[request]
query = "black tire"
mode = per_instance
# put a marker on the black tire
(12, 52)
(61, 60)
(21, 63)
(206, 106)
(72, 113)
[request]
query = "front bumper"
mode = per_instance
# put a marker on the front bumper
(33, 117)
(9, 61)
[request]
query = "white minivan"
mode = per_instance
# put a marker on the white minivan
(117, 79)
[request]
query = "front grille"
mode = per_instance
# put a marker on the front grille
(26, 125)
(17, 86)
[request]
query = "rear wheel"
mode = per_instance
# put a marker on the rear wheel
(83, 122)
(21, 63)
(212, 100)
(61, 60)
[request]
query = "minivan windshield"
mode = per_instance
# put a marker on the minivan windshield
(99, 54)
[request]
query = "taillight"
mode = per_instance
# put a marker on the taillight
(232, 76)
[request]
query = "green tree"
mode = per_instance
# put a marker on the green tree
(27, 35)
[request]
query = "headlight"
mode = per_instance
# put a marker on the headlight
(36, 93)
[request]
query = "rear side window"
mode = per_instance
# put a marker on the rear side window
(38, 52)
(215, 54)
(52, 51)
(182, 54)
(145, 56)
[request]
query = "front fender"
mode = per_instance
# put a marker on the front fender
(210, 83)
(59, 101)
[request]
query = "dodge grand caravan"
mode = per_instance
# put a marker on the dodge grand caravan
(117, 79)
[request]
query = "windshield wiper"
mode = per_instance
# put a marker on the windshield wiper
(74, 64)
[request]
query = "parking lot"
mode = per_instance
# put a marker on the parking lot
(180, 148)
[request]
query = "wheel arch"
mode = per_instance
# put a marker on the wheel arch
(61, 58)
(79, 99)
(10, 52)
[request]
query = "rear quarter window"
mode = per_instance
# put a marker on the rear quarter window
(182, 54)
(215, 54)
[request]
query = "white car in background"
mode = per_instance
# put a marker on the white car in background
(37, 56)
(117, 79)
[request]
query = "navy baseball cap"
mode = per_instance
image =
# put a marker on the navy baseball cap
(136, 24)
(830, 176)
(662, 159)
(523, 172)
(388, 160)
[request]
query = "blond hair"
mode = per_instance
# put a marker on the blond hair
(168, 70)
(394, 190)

What to produce:
Restate each entry exactly, skipping none.

Finished task:
[request]
query = "black tire"
mode = per_instance
# put a marker on the black tire
(12, 52)
(61, 60)
(21, 63)
(206, 106)
(72, 113)
[request]
query = "front bumper"
mode = per_instance
# put a marker on the front bumper
(33, 117)
(9, 61)
[request]
query = "white minivan"
mode = per_instance
# put a marker on the white minivan
(117, 79)
[request]
query = "front grille"
mode = per_instance
# put a marker on the front grille
(26, 125)
(17, 86)
[request]
query = "rear wheel"
mode = per_instance
# put a marker on the rear wheel
(83, 122)
(21, 63)
(212, 100)
(61, 60)
[request]
query = "minivan windshield"
mode = per_instance
# put a marker on the minivan windshield
(99, 54)
[request]
query = "taillight"
mode = per_instance
# put a marker on the taillight
(232, 76)
[request]
query = "green tree"
mode = per_instance
# put a marker on the green tree
(27, 35)
[request]
query = "headlight"
mode = per_instance
# put a marker on the headlight
(36, 93)
[request]
query = "rear side window"
mode = per_instance
# put a marker on the rear side window
(38, 52)
(215, 54)
(52, 51)
(182, 54)
(145, 56)
[request]
query = "front fender"
mode = per_instance
# put a marker on the front fender
(210, 83)
(59, 101)
[request]
query = "dodge grand caravan"
mode = per_instance
# put a marker on the dodge grand caravan
(117, 79)
[request]
query = "windshield wiper"
mode = per_instance
# put a marker on the windshield wiper
(74, 64)
[request]
query = "parking lot"
mode = per_instance
# put a marker on the parking lot
(180, 148)
[request]
query = "wheel arch"
mode = per_instance
# put a marker on the wheel arch
(61, 58)
(79, 99)
(10, 52)
[request]
query = "rear quarter window"
mode = per_instance
# put a marker on the rear quarter window
(182, 54)
(215, 54)
[request]
query = "white car in background"
mode = per_instance
# put a marker on the white car in background
(37, 56)
(117, 79)
[request]
query = "navy baseball cap"
mode = per_instance
image =
# put a marker on the navy baseball cap
(136, 24)
(830, 176)
(662, 159)
(523, 172)
(388, 160)
[request]
query = "blond hair"
mode = per_instance
# put a marker on the blond hair
(168, 70)
(394, 190)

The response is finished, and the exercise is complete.